(PASSAGE)
☆ ☆ ☆ ☆
Study on Image Superpixel Segmentation Algorithms based on Structure Optimization


Student thesis: Doctoral Thesis

View graph of relations


Related Research Unit(s)


Awarding Institution
Award date2 Feb 2021


Superpixel segmentation is a basic task aiming at grouping pixels into some high-level primitives based on the intrinsic properties, such as coherent color and similar texture. Instead of discretizing pixel-level entities, superpixels can produce perceptually meaningful atomic units that adhere to object boundaries and reduce the number of primitives. As the basic processing unit, superpixel has been widely used in many tasks, such as image enhancement, saliency detection, image segmentation, video segmentation, object tracking, object recognition, medical image retrieval, medical image segmentation, video analysis and summarization.  The notable achievement of superpixel is contributed to its consistence with human visual recognition and less data redundancy.

Most of the existing algorithms can achieve excellent segmentation performance and decrease the number of primitives.  However, there still exist some drawbacks and bottleneck, for example, the irregular shape of superpixels, the loss of detailed information in superpixel segmentation, and the combination of conventional superpixel segmentation methods with multi-view images, and so on. In view of the above problems, this thesis puts forward corresponding improvement measures respectively to promote the further development of this field.

One obvious disadvantage is that the shape of superpixels is irregular, which may induce the substantial increases in data storage of subsequent operations. The original intention of superpixel segmentation is to reduce the number of primitives not only from the visible image content, but also from the consideration of storage and operation.  Therefore, generating the storage-efficient and regular-shape superpixels is a crucial issue. For the irregular shape of superpixel, a superpixel segmentation method is proposed to generate approximately structural superpixels with sharp boundary adherence and comprehensive semantic information. The superpixel segmentation is formulated as a square-wise asymmetric partition problem, where the semantic perceptual superpixels are recorded in square level to preserve abundant semantic information and save storage simultaneously. Moreover, in order to achieve regular-shape superpixel units to better adhere to image boundaries and contours, a combinatorial optimization strategy is devised to achieve an optimal combination of squares and isolated pixels.
☆ ☆ ☆ ☆
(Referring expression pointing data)
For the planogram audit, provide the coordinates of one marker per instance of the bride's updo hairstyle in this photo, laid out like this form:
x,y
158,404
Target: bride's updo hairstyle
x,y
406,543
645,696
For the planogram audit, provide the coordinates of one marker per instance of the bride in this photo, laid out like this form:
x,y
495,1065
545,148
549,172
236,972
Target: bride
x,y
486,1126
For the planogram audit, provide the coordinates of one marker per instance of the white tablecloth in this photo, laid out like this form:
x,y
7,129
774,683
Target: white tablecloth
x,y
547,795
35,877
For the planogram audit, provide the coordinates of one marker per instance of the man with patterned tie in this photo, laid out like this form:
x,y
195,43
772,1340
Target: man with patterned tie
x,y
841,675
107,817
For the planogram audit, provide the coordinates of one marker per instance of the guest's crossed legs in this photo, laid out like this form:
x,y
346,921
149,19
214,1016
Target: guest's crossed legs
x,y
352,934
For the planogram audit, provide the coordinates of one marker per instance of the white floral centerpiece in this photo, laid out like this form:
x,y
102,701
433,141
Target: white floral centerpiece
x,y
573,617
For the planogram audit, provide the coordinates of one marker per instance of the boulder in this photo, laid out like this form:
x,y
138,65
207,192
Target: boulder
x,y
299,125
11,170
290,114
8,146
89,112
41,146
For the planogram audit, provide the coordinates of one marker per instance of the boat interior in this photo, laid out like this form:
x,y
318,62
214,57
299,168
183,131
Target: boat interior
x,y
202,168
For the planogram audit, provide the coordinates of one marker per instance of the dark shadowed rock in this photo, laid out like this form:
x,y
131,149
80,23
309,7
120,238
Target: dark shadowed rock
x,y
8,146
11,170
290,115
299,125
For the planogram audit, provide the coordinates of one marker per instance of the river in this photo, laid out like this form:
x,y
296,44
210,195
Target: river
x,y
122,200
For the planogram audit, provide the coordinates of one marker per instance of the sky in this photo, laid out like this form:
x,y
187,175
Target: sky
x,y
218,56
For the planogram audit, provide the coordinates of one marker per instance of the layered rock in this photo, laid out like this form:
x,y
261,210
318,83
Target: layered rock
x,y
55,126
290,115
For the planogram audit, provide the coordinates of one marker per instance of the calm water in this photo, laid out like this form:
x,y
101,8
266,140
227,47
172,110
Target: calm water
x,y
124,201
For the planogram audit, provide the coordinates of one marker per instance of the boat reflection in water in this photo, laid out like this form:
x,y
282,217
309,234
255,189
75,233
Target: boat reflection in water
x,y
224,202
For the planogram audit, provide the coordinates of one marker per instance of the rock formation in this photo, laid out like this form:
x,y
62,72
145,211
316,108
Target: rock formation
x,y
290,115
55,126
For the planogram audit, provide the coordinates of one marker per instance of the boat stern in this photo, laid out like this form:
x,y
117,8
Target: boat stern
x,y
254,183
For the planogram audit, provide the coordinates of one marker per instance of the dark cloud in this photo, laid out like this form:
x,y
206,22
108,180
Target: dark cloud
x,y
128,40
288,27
☆ ☆ ☆ ☆
(PROMPT 1)
Condense the paragraph of the thesis abstract that begins "One obvious disadvantage is that the shape" into a short bulleted list that keeps its main facts.
(PROMPT 2)
According to the thesis abstract, what two intrinsic properties are given as examples of what superpixel segmentation groups pixels by?

(YOUR RESPONSE 1)
- Irregular superpixel shapes can substantially increase data storage in later operations.
- Superpixel segmentation was meant to reduce primitives in both image content and storage and operation, so storage-efficient, regular-shape superpixels are crucial.
- The proposed method generates approximately structural superpixels with sharp boundary adherence and comprehensive semantic information.
- Segmentation is formulated as a square-wise asymmetric partition problem, recording superpixels at square level to keep semantic information and save storage.
- A combinatorial optimization strategy finds an optimal combination of squares and isolated pixels so regular-shape superpixels better adhere to boundaries and contours.

(YOUR RESPONSE 2)
Coherent color and similar texture.